Location labeling records
----------------------------------------

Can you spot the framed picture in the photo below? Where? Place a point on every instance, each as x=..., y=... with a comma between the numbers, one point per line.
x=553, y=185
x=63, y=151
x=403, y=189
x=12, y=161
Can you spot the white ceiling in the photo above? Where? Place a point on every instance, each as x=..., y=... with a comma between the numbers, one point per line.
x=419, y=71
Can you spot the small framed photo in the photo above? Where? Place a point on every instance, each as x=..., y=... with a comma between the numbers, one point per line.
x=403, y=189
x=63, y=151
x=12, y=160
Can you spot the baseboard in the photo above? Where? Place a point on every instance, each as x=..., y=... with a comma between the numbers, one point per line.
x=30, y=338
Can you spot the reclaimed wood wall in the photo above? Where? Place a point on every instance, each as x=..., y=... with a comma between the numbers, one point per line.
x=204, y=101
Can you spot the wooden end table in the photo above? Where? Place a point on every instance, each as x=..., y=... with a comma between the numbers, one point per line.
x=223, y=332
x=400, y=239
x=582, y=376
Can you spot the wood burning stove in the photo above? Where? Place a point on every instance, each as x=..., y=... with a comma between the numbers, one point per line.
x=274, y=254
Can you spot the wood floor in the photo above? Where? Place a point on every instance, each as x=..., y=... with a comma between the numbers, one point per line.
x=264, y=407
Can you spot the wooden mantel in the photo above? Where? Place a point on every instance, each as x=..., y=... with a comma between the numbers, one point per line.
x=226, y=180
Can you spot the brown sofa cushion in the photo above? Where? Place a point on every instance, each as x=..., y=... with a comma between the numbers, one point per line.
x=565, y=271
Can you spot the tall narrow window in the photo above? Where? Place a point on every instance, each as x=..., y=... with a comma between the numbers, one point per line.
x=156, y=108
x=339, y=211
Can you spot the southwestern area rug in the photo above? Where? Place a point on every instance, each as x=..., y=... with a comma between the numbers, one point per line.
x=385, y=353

----------------------------------------

(Set exercise)
Copy the records word for word, keeping every line as it stands.

(Reply)
Can you spot the framed picture in the photo below? Where? Place a point on every instance, each as x=..., y=... with a comma between the numbers, one point per line.
x=553, y=185
x=63, y=151
x=403, y=189
x=12, y=161
Can you spot the white ceiling in the photo above? Where? Place a point on every instance, each as x=..., y=... with a comma between the numbers, one point per line.
x=419, y=71
Can you spot the small framed photo in the photo above? Where? Place a point on every instance, each as x=..., y=... with a comma between the numbers, one point per line.
x=403, y=189
x=63, y=151
x=12, y=160
Can you spot the baseboard in the photo above? Where? Place a point on every instance, each as x=..., y=... with a comma between the numbers, one point per line.
x=30, y=338
Can you spot the reclaimed wood wall in the photo above? Where? Place a point on every instance, each as x=..., y=... with a comma between the numbers, one point per line.
x=204, y=101
Can you spot the wooden end table in the photo above? Where? Place a point on every instance, each as x=..., y=... with a comma between the numbers, one point per line.
x=223, y=332
x=400, y=239
x=582, y=376
Can you spot the wood burning stove in the photo above? Where? Place a point on every instance, each as x=..., y=... with a comma between the numbers, one point per line.
x=274, y=254
Can you spot the wood floor in the photo above? Where? Place a point on every instance, each as x=..., y=... with a comma between the numbers, one point per line.
x=264, y=407
Can you spot the wooden mantel in the photo above? Where? Place a point on every instance, each as x=..., y=... with a comma between the numbers, one point per line.
x=226, y=180
Can you spot the brown sofa cushion in the photo above? Where? Place a point on every instance, each as x=..., y=... with a comma between the numbers, one point per line.
x=565, y=271
Can you spot the tall narrow window in the photo above? Where? Place a point on every instance, each as x=..., y=... with a comma between the numbers, one point per line.
x=156, y=108
x=339, y=211
Can you spot the southwestern area rug in the photo above? Where? Place a point on every instance, each as x=..., y=... with a comma between the numbers, one point per line.
x=385, y=353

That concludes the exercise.